**Records supplied**
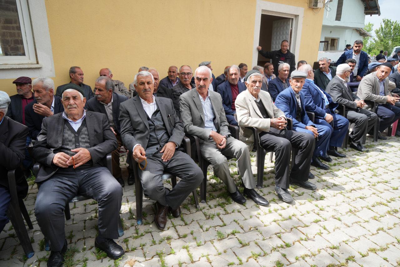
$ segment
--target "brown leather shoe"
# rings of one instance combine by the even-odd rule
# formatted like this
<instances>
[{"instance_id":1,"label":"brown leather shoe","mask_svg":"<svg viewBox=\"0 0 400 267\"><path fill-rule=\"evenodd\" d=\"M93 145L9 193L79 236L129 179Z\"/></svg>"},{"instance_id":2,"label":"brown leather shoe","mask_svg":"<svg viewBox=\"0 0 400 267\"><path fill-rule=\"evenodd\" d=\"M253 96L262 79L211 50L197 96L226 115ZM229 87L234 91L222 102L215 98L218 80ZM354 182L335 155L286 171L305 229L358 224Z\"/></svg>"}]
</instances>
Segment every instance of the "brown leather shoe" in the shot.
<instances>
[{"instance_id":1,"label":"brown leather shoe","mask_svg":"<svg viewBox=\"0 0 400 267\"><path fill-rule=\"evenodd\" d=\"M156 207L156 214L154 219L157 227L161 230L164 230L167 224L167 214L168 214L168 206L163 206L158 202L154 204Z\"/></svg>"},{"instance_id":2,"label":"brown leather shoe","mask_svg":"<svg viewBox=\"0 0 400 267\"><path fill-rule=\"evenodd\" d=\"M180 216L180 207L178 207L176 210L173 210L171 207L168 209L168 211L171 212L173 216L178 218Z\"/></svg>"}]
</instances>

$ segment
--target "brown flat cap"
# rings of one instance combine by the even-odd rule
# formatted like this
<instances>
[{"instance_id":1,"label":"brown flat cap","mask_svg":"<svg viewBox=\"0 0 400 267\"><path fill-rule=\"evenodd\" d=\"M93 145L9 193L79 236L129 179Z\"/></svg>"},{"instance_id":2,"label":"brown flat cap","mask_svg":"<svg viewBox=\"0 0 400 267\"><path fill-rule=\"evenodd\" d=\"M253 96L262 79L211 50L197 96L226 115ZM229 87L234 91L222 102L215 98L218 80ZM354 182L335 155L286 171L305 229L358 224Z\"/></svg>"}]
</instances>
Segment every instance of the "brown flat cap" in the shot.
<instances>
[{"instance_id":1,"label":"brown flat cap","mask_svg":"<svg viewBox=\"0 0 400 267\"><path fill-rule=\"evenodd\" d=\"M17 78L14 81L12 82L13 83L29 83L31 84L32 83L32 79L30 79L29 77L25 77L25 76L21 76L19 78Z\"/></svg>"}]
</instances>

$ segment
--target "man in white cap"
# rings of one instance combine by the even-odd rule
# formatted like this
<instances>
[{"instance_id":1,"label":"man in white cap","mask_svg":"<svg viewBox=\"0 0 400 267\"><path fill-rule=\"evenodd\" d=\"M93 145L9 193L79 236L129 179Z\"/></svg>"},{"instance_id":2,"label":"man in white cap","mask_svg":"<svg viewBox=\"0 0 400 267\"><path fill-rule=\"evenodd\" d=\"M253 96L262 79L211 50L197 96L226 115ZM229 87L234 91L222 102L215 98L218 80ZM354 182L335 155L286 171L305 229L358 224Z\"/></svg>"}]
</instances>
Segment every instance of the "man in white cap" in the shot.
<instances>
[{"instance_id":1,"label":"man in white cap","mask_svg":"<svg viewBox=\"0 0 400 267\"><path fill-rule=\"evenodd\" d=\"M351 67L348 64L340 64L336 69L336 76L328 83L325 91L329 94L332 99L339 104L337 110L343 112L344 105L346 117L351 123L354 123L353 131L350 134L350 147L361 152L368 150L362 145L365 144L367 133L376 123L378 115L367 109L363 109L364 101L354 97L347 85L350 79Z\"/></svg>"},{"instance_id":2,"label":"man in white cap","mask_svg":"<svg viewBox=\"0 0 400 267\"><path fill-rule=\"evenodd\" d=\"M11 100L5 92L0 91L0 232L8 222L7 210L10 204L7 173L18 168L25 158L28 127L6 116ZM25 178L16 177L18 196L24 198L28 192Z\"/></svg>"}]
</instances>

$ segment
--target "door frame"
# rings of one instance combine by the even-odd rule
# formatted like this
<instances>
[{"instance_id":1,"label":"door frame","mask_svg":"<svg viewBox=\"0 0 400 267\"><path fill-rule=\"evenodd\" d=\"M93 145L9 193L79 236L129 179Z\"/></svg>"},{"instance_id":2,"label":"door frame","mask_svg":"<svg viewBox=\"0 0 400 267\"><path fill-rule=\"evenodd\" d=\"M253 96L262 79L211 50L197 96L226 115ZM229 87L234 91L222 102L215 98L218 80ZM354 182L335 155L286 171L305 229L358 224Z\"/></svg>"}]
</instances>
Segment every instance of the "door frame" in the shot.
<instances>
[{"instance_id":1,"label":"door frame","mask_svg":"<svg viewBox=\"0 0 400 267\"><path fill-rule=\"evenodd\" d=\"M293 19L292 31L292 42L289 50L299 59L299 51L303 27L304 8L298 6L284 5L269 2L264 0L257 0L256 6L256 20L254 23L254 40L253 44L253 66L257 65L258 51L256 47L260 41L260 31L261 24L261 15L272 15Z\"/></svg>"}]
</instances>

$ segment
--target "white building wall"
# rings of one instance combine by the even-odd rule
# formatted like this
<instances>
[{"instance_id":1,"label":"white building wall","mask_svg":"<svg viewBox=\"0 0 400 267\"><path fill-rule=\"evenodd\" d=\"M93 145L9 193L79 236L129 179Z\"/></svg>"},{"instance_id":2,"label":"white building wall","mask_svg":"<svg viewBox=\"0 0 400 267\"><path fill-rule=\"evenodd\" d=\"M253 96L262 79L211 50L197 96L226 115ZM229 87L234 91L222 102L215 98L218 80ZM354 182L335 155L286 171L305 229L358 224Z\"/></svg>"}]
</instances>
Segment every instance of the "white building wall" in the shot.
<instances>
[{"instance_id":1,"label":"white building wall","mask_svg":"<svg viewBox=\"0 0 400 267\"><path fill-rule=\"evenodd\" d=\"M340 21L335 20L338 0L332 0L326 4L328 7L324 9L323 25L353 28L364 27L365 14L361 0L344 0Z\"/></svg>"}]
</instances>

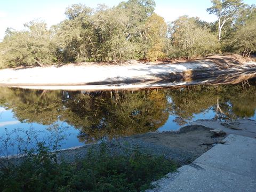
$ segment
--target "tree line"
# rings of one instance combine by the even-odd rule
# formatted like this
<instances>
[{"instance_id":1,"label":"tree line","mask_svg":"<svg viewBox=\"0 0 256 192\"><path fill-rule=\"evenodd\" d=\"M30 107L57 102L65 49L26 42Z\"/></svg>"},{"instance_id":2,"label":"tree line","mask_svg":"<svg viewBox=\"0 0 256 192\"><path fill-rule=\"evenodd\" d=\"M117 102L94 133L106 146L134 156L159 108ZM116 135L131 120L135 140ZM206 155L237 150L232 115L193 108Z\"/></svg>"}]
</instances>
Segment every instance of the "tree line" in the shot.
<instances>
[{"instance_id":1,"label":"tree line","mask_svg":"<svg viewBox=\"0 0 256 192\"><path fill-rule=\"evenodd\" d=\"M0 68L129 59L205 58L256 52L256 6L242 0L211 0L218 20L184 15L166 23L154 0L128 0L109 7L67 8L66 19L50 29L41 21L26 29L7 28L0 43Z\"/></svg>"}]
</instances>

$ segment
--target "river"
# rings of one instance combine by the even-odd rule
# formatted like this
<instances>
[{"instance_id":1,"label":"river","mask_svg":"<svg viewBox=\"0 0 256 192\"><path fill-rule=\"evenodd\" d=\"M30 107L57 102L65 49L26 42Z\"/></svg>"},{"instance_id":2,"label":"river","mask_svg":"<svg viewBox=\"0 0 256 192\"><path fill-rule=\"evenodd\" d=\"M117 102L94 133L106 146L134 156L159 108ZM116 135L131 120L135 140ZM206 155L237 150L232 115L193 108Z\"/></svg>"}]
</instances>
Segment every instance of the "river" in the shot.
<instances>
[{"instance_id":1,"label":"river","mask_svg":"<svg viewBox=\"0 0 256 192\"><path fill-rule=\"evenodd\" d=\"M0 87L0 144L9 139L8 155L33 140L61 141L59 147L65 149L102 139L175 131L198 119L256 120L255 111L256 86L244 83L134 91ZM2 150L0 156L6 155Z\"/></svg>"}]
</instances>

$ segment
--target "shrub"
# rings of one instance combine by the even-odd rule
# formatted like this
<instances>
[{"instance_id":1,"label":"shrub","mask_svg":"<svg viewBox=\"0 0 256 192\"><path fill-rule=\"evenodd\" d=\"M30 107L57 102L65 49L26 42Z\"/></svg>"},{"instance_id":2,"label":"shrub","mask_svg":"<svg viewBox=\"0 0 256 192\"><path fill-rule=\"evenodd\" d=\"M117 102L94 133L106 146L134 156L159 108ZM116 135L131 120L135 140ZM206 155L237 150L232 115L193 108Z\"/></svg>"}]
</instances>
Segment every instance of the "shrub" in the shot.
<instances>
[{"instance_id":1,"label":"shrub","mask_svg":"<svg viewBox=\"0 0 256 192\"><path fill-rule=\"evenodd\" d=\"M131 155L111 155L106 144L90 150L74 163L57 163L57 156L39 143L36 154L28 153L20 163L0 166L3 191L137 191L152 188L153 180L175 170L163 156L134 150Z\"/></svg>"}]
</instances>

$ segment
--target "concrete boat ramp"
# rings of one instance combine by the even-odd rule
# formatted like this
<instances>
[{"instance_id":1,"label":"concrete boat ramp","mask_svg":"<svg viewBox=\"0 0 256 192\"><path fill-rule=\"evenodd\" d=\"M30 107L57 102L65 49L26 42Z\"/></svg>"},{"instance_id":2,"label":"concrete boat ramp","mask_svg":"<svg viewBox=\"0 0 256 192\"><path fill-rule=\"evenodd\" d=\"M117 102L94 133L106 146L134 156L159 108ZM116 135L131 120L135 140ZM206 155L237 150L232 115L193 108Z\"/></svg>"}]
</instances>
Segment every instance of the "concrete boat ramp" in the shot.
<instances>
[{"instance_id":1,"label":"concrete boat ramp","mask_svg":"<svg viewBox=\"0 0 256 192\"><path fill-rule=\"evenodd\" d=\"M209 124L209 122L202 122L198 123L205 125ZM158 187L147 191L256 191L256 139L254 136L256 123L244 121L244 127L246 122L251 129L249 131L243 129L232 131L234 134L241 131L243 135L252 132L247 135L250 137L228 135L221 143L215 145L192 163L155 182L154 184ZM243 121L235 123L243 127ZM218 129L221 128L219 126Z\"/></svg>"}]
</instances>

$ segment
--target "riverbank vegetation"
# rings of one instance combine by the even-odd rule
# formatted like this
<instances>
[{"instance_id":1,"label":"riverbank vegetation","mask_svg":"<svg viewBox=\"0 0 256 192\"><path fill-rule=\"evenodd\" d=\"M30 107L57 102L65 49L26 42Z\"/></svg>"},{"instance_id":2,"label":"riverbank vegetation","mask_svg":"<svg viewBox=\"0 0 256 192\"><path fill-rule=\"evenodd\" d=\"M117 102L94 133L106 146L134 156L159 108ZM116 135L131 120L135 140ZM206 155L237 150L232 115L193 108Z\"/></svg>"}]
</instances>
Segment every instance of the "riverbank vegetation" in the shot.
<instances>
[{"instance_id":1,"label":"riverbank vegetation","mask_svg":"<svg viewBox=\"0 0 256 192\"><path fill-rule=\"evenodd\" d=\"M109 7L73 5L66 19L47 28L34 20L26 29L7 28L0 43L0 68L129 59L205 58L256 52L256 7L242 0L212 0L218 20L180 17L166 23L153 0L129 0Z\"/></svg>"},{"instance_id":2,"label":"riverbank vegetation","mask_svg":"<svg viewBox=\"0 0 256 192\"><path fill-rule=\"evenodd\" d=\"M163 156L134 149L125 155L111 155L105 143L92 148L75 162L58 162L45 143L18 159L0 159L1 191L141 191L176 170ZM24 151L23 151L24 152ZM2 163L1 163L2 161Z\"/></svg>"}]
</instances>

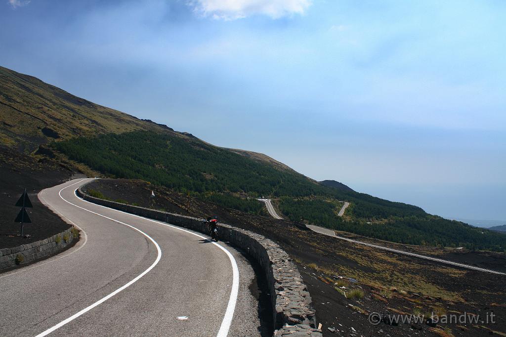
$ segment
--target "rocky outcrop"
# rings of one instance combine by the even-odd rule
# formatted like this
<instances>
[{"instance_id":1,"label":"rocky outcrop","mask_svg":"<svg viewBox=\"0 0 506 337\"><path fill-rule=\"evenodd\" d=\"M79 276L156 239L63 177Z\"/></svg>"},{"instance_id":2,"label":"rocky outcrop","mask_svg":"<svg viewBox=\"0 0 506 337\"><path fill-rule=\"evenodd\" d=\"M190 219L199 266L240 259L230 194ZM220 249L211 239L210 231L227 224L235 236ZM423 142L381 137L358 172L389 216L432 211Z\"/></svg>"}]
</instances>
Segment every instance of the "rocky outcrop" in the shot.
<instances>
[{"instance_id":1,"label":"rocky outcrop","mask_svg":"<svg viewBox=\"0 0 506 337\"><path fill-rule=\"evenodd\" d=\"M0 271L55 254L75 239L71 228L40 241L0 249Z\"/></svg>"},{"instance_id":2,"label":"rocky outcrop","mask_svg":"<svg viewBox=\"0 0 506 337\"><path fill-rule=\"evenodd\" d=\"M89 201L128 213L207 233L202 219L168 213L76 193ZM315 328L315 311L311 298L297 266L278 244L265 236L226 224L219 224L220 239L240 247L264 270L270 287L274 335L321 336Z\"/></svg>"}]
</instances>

**Your instructions**
Pull out each line of the data above that contains the string "concrete".

**Exercise output**
--target "concrete boat ramp"
[{"instance_id":1,"label":"concrete boat ramp","mask_svg":"<svg viewBox=\"0 0 256 192\"><path fill-rule=\"evenodd\" d=\"M30 107L57 102L65 49L26 42Z\"/></svg>"},{"instance_id":2,"label":"concrete boat ramp","mask_svg":"<svg viewBox=\"0 0 256 192\"><path fill-rule=\"evenodd\" d=\"M117 102L94 133L106 146L134 156L159 108ZM116 135L131 120L135 140ZM206 155L237 150L232 115L193 108Z\"/></svg>"}]
Segment every instance of the "concrete boat ramp" in the shot.
[{"instance_id":1,"label":"concrete boat ramp","mask_svg":"<svg viewBox=\"0 0 256 192\"><path fill-rule=\"evenodd\" d=\"M209 124L209 122L202 122L198 123L205 125ZM158 187L147 191L256 191L256 139L254 136L256 123L244 121L244 127L246 122L251 129L249 131L243 129L232 131L234 134L241 131L243 135L252 132L247 135L250 137L228 135L221 143L215 145L192 163L155 182L154 184ZM243 121L235 123L243 127ZM218 129L221 128L219 126Z\"/></svg>"}]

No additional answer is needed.